** START Document passage **
The loss function for object detection: Fast R-CNN [32] uses a smooth-L1 loss function to regress the coordinate values, but this loss function ignores the correlation among coordinates. IoU Loss [33] regards the location information as a whole to train the network, which considers the correlation among the vertices of the detection box. However, IoU Loss cannot optimize the two non-overlapping boxes, and cannot reflect the distance between two boxes. In order to solve the above problems, Hamid Rezatofighi et al. [34] proposed Generalized IoU Loss, i.e., GIoU. GIoU can be used as a distance measurement directly and can handle the case of non-overlapping boxes well. However, the convergence speed of GIoU is slow. To improve the convergence speed and regression accuracy, Zheng Zhaohui et al. [35] proposed Distance IoU Loss, i.e., DIoU for box regression, which takes three geometric factors into account, i.e., the overlap region, centroid distance, and aspect ratio. However, DIoU Loss is usually used for the calculation for a 2D bounding box, which is not effectively introduced into 3D object detection.
** END Document passage **
** START Dataset content **
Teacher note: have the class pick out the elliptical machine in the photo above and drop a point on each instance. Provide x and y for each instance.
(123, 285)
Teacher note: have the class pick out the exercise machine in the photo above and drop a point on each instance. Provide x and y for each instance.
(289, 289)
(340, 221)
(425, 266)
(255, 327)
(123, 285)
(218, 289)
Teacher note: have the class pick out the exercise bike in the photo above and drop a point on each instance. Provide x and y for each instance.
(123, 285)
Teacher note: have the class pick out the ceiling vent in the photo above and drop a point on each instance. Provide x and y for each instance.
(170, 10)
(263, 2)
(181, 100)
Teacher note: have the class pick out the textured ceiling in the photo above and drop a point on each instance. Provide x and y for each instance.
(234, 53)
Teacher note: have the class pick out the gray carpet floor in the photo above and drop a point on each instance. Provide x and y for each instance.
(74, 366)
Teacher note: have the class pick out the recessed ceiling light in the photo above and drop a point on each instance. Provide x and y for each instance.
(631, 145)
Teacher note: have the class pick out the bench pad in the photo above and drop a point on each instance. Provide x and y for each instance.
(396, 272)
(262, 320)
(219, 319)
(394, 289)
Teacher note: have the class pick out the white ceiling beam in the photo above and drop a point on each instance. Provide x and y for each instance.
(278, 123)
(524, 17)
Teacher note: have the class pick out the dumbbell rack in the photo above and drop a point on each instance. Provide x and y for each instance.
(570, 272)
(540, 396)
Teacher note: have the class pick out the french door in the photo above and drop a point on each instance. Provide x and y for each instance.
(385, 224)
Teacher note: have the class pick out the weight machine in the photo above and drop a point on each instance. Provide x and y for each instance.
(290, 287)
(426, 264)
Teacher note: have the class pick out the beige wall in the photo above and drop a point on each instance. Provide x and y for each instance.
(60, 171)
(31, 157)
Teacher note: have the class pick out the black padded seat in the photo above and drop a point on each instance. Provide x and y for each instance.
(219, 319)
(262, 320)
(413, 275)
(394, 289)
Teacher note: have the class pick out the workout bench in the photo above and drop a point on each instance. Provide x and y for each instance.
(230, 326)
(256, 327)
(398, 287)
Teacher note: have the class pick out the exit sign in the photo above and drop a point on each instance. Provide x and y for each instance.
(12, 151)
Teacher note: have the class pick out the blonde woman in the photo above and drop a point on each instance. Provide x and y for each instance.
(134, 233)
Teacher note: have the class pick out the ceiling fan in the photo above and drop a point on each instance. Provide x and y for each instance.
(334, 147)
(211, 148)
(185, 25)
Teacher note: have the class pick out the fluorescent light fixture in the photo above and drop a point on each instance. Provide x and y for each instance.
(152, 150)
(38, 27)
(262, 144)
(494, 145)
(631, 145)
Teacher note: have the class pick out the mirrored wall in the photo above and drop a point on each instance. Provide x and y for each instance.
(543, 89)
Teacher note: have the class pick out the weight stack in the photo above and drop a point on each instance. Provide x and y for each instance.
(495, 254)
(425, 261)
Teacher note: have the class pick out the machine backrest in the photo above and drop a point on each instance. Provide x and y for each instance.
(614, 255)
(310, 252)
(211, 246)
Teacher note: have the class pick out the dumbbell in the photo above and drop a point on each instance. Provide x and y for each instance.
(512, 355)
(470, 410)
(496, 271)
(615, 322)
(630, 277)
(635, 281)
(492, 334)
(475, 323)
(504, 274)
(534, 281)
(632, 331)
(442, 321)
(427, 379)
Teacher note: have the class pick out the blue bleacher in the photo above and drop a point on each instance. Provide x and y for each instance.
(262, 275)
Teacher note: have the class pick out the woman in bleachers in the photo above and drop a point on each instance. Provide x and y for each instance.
** END Dataset content **
» **Exercise directions**: Copy out the passage above on loss functions for object detection word for word, in full.

» **Solution to this exercise**:
The loss function for object detection: Fast R-CNN [32] uses a smooth-L1 loss function to regress the coordinate values, but this loss function ignores the correlation among coordinates. IoU Loss [33] regards the location information as a whole to train the network, which considers the correlation among the vertices of the detection box. However, IoU Loss cannot optimize the two non-overlapping boxes, and cannot reflect the distance between two boxes. In order to solve the above problems, Hamid Rezatofighi et al. [34] proposed Generalized IoU Loss, i.e., GIoU. GIoU can be used as a distance measurement directly and can handle the case of non-overlapping boxes well. However, the convergence speed of GIoU is slow. To improve the convergence speed and regression accuracy, Zheng Zhaohui et al. [35] proposed Distance IoU Loss, i.e., DIoU for box regression, which takes three geometric factors into account, i.e., the overlap region, centroid distance, and aspect ratio. However, DIoU Loss is usually used for the calculation for a 2D bounding box, which is not effectively introduced into 3D object detection.